Work instructions.
According to the LinkedIn networking advice below, what increases the likelihood that you'll receive a response to a connection request?

How do I connect with someone I don’t know on LinkedIn? When making connection requests, you should let the person know why you are trying to connect with them. So the first step is to be clear yourself as to why reaching out to this particular person makes sense. Perhaps you’re reaching out to them because they have a Ph.D. in your discipline and now work in a field or organization of great interest to you. Or maybe you attended the same university and now both live in the same rural area. Did you meet them at an event? Read an article they published? Do you have a shared connection already?

The closer a link you can establish, the greater the likelihood that you’ll receive a response. But whatever the reason, make sure you’re explicit in the message about what motivated you to connect with them.

Remember, it’s never a good idea when networking to reach out to someone because you want a job or that person’s company has a job posted and you plan to apply for it. That is considered bad networking etiquette. If you see a job ad for an open position, it’s not the time to reach out to someone you don’t know at that organization.

If you don’t know what companies might be relevant to your job search, how do you find the companies? Do you just randomly look for them on LinkedIn or other websites? Start with big companies or organizations. They are often easier to find because they will have a strong online presence. Search key terms on Google or job search sites such as Indeed, and you will find relevant companies and other types of organizations.

You can use generic keywords like “data science” and “Denver.” What you’ll probably find are job advertisements at big firms. Carefully read over the website and identify additional keywords you can add to your search.

Search for these organizations on LinkedIn. In your search results, LinkedIn will show you a list of company employees. Read the individual profiles of employees and make note of where they worked in the past. Expand your online research to include those companies.

Then you can consider connecting with employees of these larger organizations, as appropriate. (Do follow proper etiquette when making LinkedIn requests.) Once you are connected, you will be able to see who is in this person’s network. Start reaching out to those people if they work at companies that sound interesting.

Pay attention to professional organizations or online groups that your new connections are part of and join them, if they seem relevant to your job search. Attend local meet-ups hosted by such professional organizations.

Data extract.
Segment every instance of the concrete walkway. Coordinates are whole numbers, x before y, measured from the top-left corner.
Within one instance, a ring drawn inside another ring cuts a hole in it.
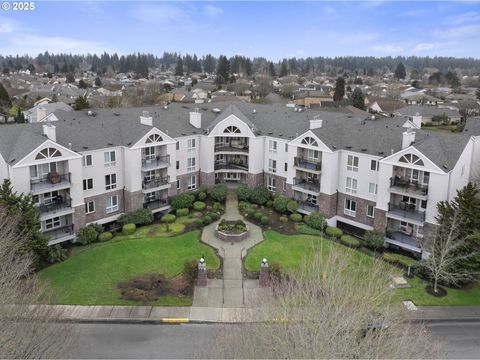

Written answer.
Establishing a closer link with the person increases the likelihood of a response.